What to produce: Convert everything from the start of the listing down to the line containing "Give the mask of every instance of the distant", that line included, into a numbered list with blank lines left out. Omit the picture from your answer.
— start Raw data —
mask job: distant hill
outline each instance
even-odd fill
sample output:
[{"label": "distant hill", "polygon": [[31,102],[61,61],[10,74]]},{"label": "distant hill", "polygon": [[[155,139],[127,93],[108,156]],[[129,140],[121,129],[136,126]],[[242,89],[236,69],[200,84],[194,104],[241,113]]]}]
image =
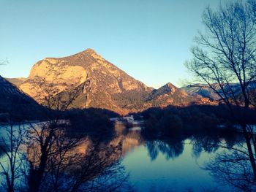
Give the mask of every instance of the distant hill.
[{"label": "distant hill", "polygon": [[64,58],[46,58],[32,67],[27,79],[11,80],[41,102],[40,97],[46,93],[39,88],[38,80],[43,80],[49,87],[53,85],[56,95],[81,88],[72,107],[102,108],[123,115],[152,106],[186,105],[195,100],[170,83],[157,90],[149,88],[92,49]]},{"label": "distant hill", "polygon": [[[230,88],[233,92],[235,93],[235,96],[240,96],[241,94],[241,91],[240,89],[240,85],[238,83],[232,83],[230,84]],[[220,91],[220,88],[218,88],[218,85],[215,85],[215,88],[218,91]],[[181,88],[182,90],[186,91],[186,93],[192,96],[199,96],[202,98],[208,98],[212,100],[219,100],[220,96],[216,93],[211,88],[210,88],[206,84],[194,84],[189,85],[186,87]],[[255,93],[256,91],[256,82],[250,82],[248,87],[249,91],[254,95],[253,93]],[[227,91],[227,93],[228,91]],[[231,95],[230,95],[231,96]]]}]

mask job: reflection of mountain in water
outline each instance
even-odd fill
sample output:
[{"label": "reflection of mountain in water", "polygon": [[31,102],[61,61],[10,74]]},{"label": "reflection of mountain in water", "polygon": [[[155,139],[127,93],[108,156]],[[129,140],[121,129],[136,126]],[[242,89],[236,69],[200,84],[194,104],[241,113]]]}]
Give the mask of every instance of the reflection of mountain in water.
[{"label": "reflection of mountain in water", "polygon": [[151,161],[157,158],[159,152],[165,155],[167,160],[175,158],[182,154],[184,147],[182,141],[149,141],[146,143],[146,146]]}]

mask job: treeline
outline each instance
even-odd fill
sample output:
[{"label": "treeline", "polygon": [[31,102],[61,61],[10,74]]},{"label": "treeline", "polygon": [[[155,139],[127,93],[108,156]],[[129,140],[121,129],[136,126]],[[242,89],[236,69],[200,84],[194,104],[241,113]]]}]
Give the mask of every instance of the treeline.
[{"label": "treeline", "polygon": [[112,111],[89,108],[66,112],[65,118],[70,121],[69,136],[89,136],[92,140],[108,141],[114,136],[114,125],[110,118],[119,115]]},{"label": "treeline", "polygon": [[255,110],[245,112],[242,108],[233,107],[237,118],[233,118],[227,106],[223,104],[150,108],[140,113],[146,120],[143,133],[148,136],[168,137],[197,131],[219,131],[220,128],[217,128],[232,129],[241,120],[248,124],[256,123]]}]

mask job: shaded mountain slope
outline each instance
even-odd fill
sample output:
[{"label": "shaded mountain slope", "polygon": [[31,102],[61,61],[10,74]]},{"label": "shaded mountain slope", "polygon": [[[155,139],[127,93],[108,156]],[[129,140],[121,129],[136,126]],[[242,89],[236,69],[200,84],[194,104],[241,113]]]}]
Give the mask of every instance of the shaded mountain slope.
[{"label": "shaded mountain slope", "polygon": [[14,120],[36,118],[42,107],[15,85],[0,76],[0,115]]},{"label": "shaded mountain slope", "polygon": [[192,100],[170,83],[153,90],[91,49],[68,57],[46,58],[38,61],[19,88],[40,103],[47,94],[42,90],[42,82],[45,87],[54,88],[56,95],[80,87],[72,107],[103,108],[123,115],[152,106],[187,104]]}]

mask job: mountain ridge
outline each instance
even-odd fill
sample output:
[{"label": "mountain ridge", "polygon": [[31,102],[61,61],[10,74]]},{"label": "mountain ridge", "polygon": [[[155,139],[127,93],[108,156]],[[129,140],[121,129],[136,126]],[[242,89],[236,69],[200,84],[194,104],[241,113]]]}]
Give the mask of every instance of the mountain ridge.
[{"label": "mountain ridge", "polygon": [[[151,107],[187,105],[195,101],[185,91],[170,82],[159,89],[148,87],[103,58],[93,49],[62,58],[45,58],[37,62],[19,88],[40,103],[45,91],[38,80],[56,94],[67,93],[70,87],[82,87],[72,107],[103,108],[121,115]],[[13,80],[12,80],[13,81]]]}]

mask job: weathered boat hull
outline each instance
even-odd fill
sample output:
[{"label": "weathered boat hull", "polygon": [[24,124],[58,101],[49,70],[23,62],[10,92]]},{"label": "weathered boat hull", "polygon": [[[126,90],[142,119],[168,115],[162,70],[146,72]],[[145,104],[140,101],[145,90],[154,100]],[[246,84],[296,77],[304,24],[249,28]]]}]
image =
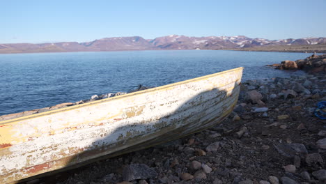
— end Raw data —
Expected answer:
1. mask job: distant hill
2. outline each instance
3. even-odd fill
4. sample output:
5. [{"label": "distant hill", "polygon": [[31,102],[61,61],[10,74]]},{"label": "distant hill", "polygon": [[[155,139],[127,93],[108,156]],[[129,140],[121,129],[136,126]],[[242,89],[236,69],[200,84],[194,104],[241,113]]]}]
6. image =
7. Give the mask of every instance of the distant hill.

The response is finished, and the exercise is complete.